*YOUR GOAL:* For the data below, restate word for word only the lines from the line containing "TARGET: ceiling light fixture" through the line containing "TASK: place one marker for each instance of the chair", both ends included.

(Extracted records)
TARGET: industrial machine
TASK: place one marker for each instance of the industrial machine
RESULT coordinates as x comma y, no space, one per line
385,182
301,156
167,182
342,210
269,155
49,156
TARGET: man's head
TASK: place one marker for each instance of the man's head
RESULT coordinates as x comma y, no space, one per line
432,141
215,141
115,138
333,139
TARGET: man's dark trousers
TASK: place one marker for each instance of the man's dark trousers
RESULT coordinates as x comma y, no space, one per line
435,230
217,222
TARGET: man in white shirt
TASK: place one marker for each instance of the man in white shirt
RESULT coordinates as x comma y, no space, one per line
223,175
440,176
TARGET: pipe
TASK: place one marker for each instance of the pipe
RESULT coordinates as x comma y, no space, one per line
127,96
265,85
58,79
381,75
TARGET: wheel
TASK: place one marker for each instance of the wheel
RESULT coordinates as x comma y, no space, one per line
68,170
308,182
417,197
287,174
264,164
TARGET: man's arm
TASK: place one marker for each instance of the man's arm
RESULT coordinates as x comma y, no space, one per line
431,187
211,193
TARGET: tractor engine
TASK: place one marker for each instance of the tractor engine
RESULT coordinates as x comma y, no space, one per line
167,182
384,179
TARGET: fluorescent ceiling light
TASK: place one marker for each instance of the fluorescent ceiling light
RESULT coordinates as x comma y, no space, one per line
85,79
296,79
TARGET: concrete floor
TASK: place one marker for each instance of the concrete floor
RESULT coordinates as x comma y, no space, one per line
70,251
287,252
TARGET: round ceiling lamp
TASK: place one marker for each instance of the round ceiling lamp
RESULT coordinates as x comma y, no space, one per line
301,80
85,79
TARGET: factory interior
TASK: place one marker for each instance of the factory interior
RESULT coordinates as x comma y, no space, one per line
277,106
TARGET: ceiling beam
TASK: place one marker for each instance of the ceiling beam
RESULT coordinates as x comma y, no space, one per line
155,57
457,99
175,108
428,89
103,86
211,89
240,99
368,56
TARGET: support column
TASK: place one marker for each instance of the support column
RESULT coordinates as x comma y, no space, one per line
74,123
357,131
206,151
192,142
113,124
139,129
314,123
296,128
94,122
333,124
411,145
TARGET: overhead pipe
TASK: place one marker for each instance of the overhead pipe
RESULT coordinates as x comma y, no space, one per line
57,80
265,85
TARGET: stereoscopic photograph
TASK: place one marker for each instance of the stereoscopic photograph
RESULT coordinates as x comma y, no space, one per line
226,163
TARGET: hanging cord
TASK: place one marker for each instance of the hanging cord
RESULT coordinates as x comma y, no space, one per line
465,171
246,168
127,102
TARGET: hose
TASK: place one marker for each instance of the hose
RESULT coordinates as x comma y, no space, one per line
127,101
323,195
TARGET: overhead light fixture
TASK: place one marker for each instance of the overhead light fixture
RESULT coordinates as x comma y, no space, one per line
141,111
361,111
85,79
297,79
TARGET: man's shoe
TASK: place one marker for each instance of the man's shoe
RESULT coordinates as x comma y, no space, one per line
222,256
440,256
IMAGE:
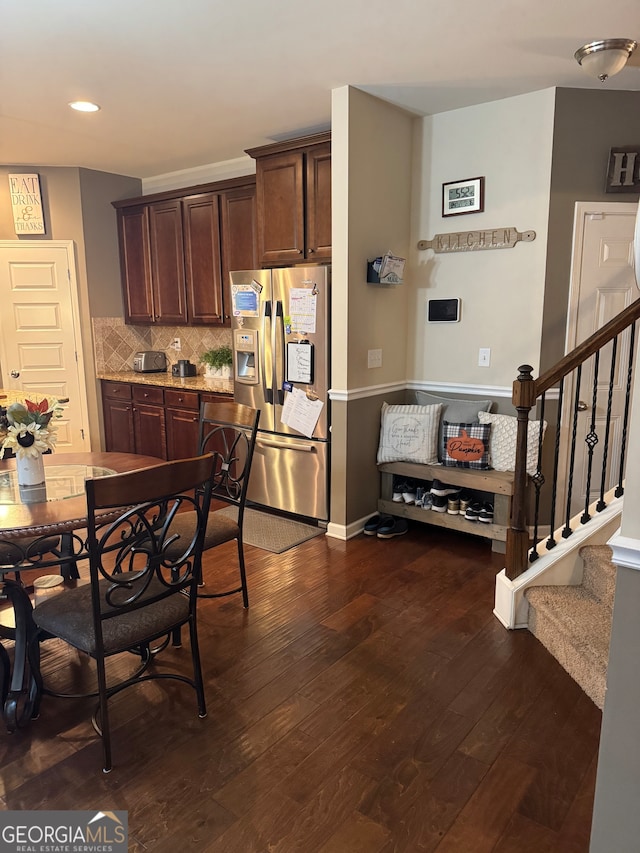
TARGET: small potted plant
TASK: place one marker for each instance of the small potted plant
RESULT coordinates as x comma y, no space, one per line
218,362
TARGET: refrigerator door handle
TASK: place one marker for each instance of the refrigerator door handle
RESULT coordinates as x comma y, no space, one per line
266,442
279,380
267,392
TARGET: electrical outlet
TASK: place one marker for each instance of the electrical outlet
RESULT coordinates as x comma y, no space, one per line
374,358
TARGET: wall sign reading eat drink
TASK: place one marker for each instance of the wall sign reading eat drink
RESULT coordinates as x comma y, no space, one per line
26,203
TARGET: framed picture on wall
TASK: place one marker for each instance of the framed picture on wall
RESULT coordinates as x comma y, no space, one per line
460,197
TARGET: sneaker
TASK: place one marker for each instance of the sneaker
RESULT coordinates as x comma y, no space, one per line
427,501
372,525
439,503
465,502
473,511
486,514
393,527
398,489
453,505
442,490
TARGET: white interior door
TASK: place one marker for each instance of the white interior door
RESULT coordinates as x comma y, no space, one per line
602,284
40,344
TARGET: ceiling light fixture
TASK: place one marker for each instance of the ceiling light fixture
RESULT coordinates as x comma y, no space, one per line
84,106
603,59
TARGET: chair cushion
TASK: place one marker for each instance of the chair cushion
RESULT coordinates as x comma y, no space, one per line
69,616
11,552
220,529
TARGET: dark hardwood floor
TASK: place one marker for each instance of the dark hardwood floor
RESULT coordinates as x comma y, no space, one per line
367,702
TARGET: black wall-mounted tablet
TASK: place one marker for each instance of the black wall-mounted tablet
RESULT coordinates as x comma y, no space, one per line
443,310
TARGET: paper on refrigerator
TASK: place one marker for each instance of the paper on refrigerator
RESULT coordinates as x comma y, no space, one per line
301,413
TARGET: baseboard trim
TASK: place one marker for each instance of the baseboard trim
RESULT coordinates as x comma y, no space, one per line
626,551
348,531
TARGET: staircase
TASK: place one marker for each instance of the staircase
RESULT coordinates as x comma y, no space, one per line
574,622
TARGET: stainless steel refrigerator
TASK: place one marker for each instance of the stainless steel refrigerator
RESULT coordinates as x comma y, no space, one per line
280,336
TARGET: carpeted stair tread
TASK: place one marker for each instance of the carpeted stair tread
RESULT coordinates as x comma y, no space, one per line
599,575
575,627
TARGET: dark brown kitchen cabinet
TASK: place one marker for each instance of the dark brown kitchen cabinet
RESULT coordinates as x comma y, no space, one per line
117,409
182,412
134,419
201,223
239,229
149,421
293,191
152,420
152,266
177,248
167,263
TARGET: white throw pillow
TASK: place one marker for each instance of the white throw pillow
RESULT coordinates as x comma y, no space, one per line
504,431
409,434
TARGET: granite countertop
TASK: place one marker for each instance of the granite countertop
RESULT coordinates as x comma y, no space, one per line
166,380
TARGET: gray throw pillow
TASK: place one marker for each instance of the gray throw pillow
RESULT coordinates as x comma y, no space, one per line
455,411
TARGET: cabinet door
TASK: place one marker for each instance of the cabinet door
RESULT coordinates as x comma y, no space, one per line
319,202
167,262
117,412
239,229
149,425
182,433
135,264
280,196
201,223
118,426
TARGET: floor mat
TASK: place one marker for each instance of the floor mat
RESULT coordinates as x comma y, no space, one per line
272,532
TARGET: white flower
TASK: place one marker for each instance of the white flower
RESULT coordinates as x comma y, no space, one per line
40,438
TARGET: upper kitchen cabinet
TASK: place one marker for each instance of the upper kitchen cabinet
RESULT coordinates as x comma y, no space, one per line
177,248
293,190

*EXERCISE RESPONSE:*
TARGET: ceiling light fixture
TASK: place one marker for each instance of the ceiling light fixture
RESULT coordinates as x comma y, no space, one per line
84,106
603,59
TARGET: chair cushion
TASK: place one marker for each instance of the chair cushion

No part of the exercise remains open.